— START OF DATA LINES —

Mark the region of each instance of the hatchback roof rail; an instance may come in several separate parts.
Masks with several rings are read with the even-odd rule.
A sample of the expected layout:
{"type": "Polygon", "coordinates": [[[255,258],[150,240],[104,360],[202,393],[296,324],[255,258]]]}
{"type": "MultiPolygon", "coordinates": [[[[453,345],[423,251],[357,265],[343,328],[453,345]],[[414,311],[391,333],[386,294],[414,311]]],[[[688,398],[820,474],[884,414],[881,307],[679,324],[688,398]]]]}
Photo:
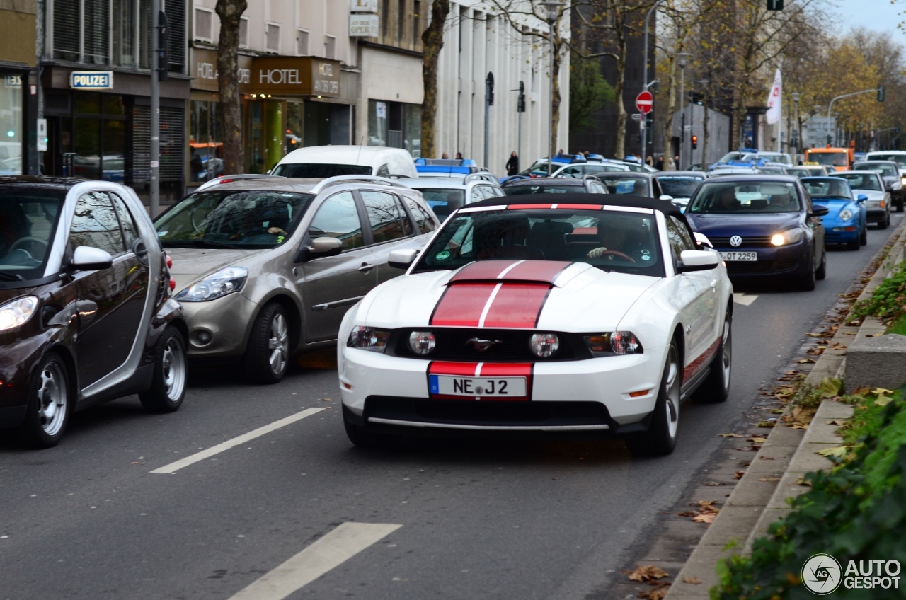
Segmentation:
{"type": "Polygon", "coordinates": [[[337,175],[336,177],[329,177],[323,181],[319,181],[317,185],[312,189],[312,193],[318,194],[325,188],[330,188],[331,186],[341,186],[344,183],[354,183],[356,181],[377,183],[392,188],[410,189],[409,186],[404,186],[396,179],[390,179],[386,177],[377,177],[375,175],[337,175]]]}

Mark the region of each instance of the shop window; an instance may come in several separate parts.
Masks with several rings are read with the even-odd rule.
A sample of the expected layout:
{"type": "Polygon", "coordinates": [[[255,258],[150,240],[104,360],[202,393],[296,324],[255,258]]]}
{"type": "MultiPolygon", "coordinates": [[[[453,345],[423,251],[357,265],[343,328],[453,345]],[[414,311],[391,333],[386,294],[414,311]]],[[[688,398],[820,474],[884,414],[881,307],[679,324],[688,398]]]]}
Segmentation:
{"type": "Polygon", "coordinates": [[[207,8],[195,9],[195,39],[211,42],[214,35],[214,12],[207,8]]]}
{"type": "Polygon", "coordinates": [[[308,56],[308,32],[297,29],[295,32],[295,53],[298,56],[308,56]]]}
{"type": "Polygon", "coordinates": [[[268,52],[280,52],[280,25],[273,23],[267,24],[267,31],[265,35],[265,49],[268,52]]]}

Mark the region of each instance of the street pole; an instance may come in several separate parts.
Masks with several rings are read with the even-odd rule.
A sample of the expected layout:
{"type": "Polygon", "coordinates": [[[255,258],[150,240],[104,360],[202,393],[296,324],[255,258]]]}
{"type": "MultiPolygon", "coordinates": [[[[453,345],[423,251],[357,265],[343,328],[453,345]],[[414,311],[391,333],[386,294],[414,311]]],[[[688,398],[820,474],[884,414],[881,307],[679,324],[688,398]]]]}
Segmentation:
{"type": "MultiPolygon", "coordinates": [[[[660,5],[662,5],[665,2],[667,2],[667,0],[658,0],[657,2],[655,2],[654,5],[652,5],[650,9],[648,9],[648,15],[645,15],[645,34],[642,36],[642,39],[643,39],[642,48],[643,49],[642,49],[642,55],[641,55],[641,89],[642,89],[643,92],[647,92],[648,91],[648,29],[649,29],[649,23],[651,20],[651,14],[654,13],[654,11],[656,11],[658,9],[658,6],[660,6],[660,5]]],[[[654,108],[653,103],[651,105],[651,108],[652,109],[654,108]]],[[[645,115],[642,114],[641,116],[644,117],[645,115]]],[[[640,156],[640,158],[641,159],[641,164],[645,164],[645,157],[648,156],[648,127],[646,127],[646,123],[645,123],[645,120],[644,119],[641,119],[639,121],[639,123],[640,123],[640,127],[641,129],[641,131],[640,131],[640,133],[641,133],[640,137],[641,138],[641,155],[640,156]]]]}
{"type": "Polygon", "coordinates": [[[551,153],[547,157],[547,177],[550,177],[554,172],[554,155],[556,153],[555,147],[557,143],[557,140],[554,139],[554,31],[557,22],[557,17],[560,15],[560,7],[563,6],[564,3],[560,0],[545,0],[545,2],[542,2],[541,4],[547,9],[547,23],[551,26],[550,33],[548,34],[548,37],[551,41],[551,102],[549,106],[551,129],[548,132],[550,137],[551,153]]]}

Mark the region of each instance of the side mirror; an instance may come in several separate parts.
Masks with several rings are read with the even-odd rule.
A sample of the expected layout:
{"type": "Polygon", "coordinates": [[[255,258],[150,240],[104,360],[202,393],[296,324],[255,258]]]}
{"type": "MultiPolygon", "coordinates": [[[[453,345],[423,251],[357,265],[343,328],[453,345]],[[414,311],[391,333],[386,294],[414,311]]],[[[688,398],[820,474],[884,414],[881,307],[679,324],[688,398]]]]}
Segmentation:
{"type": "Polygon", "coordinates": [[[683,250],[680,253],[678,273],[708,271],[720,264],[720,255],[710,250],[683,250]]]}
{"type": "Polygon", "coordinates": [[[90,246],[80,246],[72,253],[70,266],[79,271],[100,271],[113,266],[113,256],[106,250],[90,246]]]}
{"type": "Polygon", "coordinates": [[[408,269],[409,266],[415,262],[415,257],[419,256],[419,251],[414,248],[400,248],[391,250],[387,257],[387,264],[398,269],[408,269]]]}

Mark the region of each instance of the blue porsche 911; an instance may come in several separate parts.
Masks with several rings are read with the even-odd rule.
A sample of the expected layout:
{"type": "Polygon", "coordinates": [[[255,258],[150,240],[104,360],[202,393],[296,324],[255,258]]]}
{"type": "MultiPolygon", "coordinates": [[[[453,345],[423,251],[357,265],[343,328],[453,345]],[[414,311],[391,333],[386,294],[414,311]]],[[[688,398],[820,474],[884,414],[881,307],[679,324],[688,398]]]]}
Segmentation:
{"type": "Polygon", "coordinates": [[[812,290],[827,274],[821,222],[827,213],[797,177],[722,175],[699,186],[686,218],[720,253],[730,279],[785,280],[812,290]]]}
{"type": "Polygon", "coordinates": [[[828,244],[845,244],[850,250],[858,250],[868,243],[868,196],[855,197],[849,182],[839,177],[804,177],[802,185],[813,202],[830,210],[821,219],[828,244]]]}

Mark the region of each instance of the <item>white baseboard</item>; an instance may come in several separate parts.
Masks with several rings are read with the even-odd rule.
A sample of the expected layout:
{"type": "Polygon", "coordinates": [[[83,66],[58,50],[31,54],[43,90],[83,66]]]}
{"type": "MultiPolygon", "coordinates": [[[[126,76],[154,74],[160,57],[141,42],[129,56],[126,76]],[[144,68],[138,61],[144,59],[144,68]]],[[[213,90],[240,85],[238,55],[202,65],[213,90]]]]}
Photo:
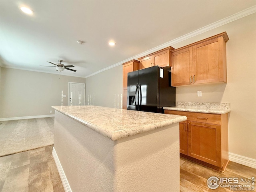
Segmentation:
{"type": "Polygon", "coordinates": [[[65,192],[72,192],[71,188],[70,188],[70,186],[69,185],[68,182],[68,179],[66,176],[65,173],[64,172],[64,170],[62,168],[62,167],[61,166],[59,158],[58,157],[58,155],[57,155],[56,151],[55,151],[55,149],[54,147],[52,148],[52,156],[53,156],[53,158],[55,162],[55,164],[56,164],[56,166],[58,169],[58,171],[59,172],[60,177],[60,179],[62,182],[63,188],[64,188],[65,192]]]}
{"type": "Polygon", "coordinates": [[[11,121],[12,120],[20,120],[21,119],[36,119],[36,118],[45,118],[46,117],[54,117],[53,115],[36,115],[35,116],[27,116],[26,117],[8,117],[7,118],[0,118],[0,121],[11,121]]]}
{"type": "Polygon", "coordinates": [[[256,159],[229,153],[229,160],[256,169],[256,159]]]}

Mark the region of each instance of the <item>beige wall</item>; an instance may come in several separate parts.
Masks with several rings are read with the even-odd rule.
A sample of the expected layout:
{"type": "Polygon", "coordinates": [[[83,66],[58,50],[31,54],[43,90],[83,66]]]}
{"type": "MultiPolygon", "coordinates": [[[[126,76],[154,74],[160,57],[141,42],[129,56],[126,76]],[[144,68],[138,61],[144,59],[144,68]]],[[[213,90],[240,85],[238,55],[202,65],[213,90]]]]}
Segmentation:
{"type": "Polygon", "coordinates": [[[68,96],[68,82],[85,83],[85,78],[3,67],[0,79],[0,118],[53,114],[51,106],[61,105],[62,90],[68,96]]]}
{"type": "MultiPolygon", "coordinates": [[[[178,87],[176,101],[230,103],[229,152],[256,160],[256,14],[172,46],[178,48],[224,31],[230,38],[226,44],[228,83],[178,87]],[[197,97],[198,90],[202,91],[202,97],[197,97]]],[[[104,84],[104,90],[121,92],[121,86],[116,82],[122,81],[121,67],[87,78],[86,91],[90,92],[96,83],[104,82],[108,77],[112,79],[108,79],[104,84]],[[96,76],[98,80],[94,82],[96,76]]],[[[98,91],[99,95],[104,93],[100,89],[98,91]]],[[[103,96],[99,97],[97,101],[100,106],[111,106],[106,103],[110,101],[103,96]]]]}
{"type": "Polygon", "coordinates": [[[229,152],[256,159],[256,14],[204,33],[174,47],[177,48],[226,31],[228,83],[178,88],[176,101],[230,103],[229,152]],[[197,91],[202,91],[198,97],[197,91]]]}
{"type": "Polygon", "coordinates": [[[2,67],[1,67],[1,66],[0,66],[0,118],[1,118],[1,111],[2,110],[2,107],[1,106],[2,106],[2,83],[1,83],[1,82],[2,82],[2,79],[1,78],[1,77],[2,76],[1,74],[2,74],[2,67]]]}
{"type": "Polygon", "coordinates": [[[114,108],[115,94],[116,107],[121,107],[121,94],[122,94],[123,67],[118,66],[86,78],[86,105],[88,94],[95,95],[95,105],[114,108]]]}

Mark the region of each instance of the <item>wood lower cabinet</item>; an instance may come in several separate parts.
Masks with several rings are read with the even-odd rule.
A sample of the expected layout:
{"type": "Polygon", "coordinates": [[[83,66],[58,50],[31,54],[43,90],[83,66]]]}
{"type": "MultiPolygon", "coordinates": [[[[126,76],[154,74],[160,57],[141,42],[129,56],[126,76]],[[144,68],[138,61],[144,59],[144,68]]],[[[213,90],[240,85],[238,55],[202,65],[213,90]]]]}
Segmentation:
{"type": "Polygon", "coordinates": [[[180,152],[188,155],[188,122],[180,122],[180,152]]]}
{"type": "Polygon", "coordinates": [[[225,32],[171,51],[172,86],[227,82],[225,32]]]}
{"type": "Polygon", "coordinates": [[[180,123],[181,154],[200,163],[206,163],[206,165],[212,165],[213,168],[225,170],[228,163],[228,114],[164,112],[188,118],[187,121],[180,123]]]}
{"type": "Polygon", "coordinates": [[[133,60],[124,63],[123,65],[123,108],[126,109],[127,107],[127,81],[128,74],[129,72],[139,69],[140,62],[133,60]]]}
{"type": "Polygon", "coordinates": [[[174,50],[172,47],[168,47],[150,55],[139,58],[140,69],[158,65],[162,67],[170,66],[170,51],[174,50]]]}

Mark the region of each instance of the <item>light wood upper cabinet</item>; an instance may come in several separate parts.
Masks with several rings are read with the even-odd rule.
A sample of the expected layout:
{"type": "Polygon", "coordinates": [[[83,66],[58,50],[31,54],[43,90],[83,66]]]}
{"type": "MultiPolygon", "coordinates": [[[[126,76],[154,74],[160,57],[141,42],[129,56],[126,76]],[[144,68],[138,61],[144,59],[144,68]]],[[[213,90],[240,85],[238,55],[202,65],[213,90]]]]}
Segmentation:
{"type": "Polygon", "coordinates": [[[140,62],[132,60],[123,64],[123,108],[126,109],[127,100],[127,81],[128,73],[138,70],[140,62]]]}
{"type": "Polygon", "coordinates": [[[138,59],[140,69],[144,69],[153,66],[160,67],[170,66],[170,50],[174,50],[172,47],[165,49],[138,59]]]}
{"type": "Polygon", "coordinates": [[[193,74],[192,50],[191,47],[171,53],[172,86],[190,84],[191,74],[193,74]]]}
{"type": "Polygon", "coordinates": [[[171,51],[172,86],[227,82],[226,32],[171,51]]]}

— END OF DATA LINES —

#### STATED TASK:
Write the lines out exactly, from the one with "Mark the region of each instance of the <item>light" down to the last line of the listing, and leave out all others.

#### RESPONSE:
Mark the region of each instance of the <item>light wood upper cabinet</item>; an instance may come in several separate parts.
Masks with several rings are read with the even-odd rule.
A sample of the expected layout:
{"type": "Polygon", "coordinates": [[[83,66],[58,50],[31,54],[43,90],[83,66]]]}
{"type": "MultiPolygon", "coordinates": [[[[126,76],[154,74],[160,57],[141,42],[129,56],[126,76]],[[144,68],[138,61],[144,59],[144,68]]],[[[213,90],[240,85],[238,55],[202,65],[213,90]]]]}
Segmentation:
{"type": "Polygon", "coordinates": [[[140,62],[132,60],[123,64],[123,108],[126,109],[127,100],[127,81],[128,73],[138,70],[140,62]]]}
{"type": "Polygon", "coordinates": [[[138,59],[140,69],[144,69],[153,66],[160,67],[170,66],[170,50],[174,50],[172,47],[165,49],[138,59]]]}
{"type": "Polygon", "coordinates": [[[193,74],[192,50],[191,47],[171,53],[172,86],[190,84],[191,74],[193,74]]]}
{"type": "Polygon", "coordinates": [[[171,51],[172,86],[227,82],[226,32],[171,51]]]}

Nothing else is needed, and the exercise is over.